> **MATERIAL FOR THIS TASK**
::::::::
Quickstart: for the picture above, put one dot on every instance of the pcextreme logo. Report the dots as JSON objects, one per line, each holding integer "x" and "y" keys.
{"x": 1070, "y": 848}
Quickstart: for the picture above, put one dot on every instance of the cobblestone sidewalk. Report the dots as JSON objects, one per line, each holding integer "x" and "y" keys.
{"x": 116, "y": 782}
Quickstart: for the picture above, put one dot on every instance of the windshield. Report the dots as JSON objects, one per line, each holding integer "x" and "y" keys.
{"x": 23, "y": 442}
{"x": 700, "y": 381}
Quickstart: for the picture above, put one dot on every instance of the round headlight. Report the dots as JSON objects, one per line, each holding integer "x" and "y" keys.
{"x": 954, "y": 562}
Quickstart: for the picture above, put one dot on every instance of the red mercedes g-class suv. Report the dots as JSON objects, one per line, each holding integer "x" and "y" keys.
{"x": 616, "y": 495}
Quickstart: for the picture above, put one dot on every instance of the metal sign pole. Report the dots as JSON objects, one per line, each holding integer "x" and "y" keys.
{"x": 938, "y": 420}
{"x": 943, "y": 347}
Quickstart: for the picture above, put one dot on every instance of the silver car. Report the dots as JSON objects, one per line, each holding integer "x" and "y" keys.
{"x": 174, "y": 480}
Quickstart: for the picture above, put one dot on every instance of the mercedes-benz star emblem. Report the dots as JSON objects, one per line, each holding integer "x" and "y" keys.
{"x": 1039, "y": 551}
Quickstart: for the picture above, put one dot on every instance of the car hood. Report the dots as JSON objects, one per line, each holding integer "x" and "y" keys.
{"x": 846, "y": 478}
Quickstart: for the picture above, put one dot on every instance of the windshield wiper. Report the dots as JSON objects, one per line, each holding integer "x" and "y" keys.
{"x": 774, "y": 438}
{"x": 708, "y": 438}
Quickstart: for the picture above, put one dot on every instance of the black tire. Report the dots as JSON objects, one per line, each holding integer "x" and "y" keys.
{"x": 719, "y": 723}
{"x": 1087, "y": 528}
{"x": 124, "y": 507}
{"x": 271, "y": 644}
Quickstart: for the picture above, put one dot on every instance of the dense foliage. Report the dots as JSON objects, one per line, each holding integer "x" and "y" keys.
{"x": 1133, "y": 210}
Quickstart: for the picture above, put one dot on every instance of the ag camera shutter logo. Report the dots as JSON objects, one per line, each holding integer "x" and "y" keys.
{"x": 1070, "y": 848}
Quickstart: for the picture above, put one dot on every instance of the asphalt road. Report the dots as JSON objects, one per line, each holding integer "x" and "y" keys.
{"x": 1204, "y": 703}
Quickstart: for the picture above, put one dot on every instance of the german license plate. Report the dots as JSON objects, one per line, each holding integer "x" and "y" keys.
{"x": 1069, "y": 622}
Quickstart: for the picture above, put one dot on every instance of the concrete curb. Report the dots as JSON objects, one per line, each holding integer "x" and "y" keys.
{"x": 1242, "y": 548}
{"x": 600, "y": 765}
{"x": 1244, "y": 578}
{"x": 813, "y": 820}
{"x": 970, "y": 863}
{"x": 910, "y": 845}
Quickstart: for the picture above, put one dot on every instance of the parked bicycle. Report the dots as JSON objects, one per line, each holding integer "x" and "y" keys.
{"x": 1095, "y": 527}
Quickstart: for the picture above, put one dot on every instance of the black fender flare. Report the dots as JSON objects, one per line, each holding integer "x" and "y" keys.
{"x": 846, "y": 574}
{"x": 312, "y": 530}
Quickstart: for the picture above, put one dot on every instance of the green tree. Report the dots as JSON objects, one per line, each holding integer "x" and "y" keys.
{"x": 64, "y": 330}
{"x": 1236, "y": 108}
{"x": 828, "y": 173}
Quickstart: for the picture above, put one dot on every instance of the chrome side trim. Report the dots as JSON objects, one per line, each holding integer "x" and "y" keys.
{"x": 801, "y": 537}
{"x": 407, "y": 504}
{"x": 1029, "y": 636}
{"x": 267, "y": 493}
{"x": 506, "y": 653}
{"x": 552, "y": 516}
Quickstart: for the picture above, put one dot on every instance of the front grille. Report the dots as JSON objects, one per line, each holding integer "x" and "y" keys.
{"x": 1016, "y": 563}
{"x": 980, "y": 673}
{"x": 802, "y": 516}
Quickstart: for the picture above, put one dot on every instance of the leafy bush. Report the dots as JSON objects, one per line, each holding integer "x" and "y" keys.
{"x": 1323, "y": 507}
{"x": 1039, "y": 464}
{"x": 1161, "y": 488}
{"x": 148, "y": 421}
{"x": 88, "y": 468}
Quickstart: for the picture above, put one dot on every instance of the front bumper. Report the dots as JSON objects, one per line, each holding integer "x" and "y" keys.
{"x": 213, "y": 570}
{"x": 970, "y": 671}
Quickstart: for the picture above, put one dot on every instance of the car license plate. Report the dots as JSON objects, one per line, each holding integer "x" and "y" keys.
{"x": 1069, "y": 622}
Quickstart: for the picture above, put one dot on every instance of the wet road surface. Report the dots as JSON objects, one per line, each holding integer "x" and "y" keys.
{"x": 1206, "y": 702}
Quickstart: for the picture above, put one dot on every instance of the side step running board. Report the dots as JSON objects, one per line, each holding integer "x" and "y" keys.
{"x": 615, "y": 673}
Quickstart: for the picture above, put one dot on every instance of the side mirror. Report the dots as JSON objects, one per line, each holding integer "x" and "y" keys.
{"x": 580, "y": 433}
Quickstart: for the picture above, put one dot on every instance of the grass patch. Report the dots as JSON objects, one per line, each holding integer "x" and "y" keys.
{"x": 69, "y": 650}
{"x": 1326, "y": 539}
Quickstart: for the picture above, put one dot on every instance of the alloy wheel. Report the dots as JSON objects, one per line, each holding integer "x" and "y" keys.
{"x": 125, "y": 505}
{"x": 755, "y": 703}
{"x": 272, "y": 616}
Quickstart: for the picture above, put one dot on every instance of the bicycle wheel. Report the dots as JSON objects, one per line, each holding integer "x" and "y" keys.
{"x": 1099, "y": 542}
::::::::
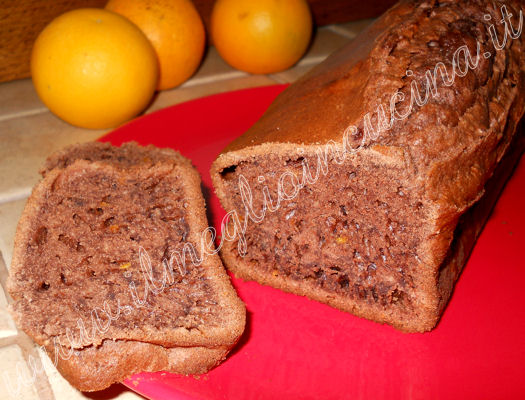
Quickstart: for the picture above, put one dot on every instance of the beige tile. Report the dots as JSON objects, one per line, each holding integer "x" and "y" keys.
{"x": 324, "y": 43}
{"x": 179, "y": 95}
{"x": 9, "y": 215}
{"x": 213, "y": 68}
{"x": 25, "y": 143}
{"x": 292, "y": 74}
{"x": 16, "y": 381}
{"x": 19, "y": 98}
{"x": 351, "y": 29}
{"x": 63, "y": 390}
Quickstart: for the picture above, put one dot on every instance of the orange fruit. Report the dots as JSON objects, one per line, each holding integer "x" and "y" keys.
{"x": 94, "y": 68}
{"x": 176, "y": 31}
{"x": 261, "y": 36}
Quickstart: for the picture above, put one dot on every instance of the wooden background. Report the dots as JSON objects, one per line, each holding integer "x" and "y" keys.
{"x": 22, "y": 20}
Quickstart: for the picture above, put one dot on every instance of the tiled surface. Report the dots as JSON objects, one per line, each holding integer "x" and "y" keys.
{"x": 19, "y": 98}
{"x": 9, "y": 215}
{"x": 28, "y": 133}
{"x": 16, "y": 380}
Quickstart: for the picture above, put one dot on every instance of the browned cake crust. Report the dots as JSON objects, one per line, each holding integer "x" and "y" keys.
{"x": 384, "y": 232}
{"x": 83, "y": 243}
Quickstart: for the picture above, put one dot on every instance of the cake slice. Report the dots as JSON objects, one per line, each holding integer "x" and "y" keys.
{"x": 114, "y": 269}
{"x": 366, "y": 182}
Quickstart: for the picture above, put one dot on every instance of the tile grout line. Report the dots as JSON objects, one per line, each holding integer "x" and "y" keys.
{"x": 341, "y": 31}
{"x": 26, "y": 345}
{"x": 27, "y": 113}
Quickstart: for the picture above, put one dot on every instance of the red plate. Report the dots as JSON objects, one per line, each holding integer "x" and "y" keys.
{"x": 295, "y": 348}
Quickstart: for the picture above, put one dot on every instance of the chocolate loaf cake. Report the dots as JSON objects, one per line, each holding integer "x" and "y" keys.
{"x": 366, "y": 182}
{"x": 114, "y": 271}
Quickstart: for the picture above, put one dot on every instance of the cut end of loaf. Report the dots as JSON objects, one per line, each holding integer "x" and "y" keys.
::::::::
> **SET PROBLEM**
Pull out every row that contains the string "logo", treating case as significant.

> **THE ANSWER**
Quickstart: for the picture above, put one dot on every instance of the pcextreme logo. Report the dots as JSON objects, one per line, each holding integer "x" and "y" keys.
Quickstart: for the picture above, put one dot on every instance of the ag camera shutter logo. Report the dots as JSON objects, one per line, each holding integer "x" and "y" keys.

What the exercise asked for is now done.